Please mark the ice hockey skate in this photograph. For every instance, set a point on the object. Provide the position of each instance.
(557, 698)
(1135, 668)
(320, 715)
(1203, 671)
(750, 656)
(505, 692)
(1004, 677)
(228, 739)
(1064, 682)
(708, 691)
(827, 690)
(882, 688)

• • • •

# [Exercise]
Nothing in the data above may be skipped; repeat it all exactly.

# [Written response]
Please mark the ice hockey skate in this photograph. For every instance, set a point on the object. Provide the position of each instance.
(557, 698)
(1135, 668)
(320, 715)
(1203, 671)
(750, 656)
(505, 692)
(1004, 677)
(228, 739)
(1064, 682)
(708, 691)
(827, 690)
(882, 688)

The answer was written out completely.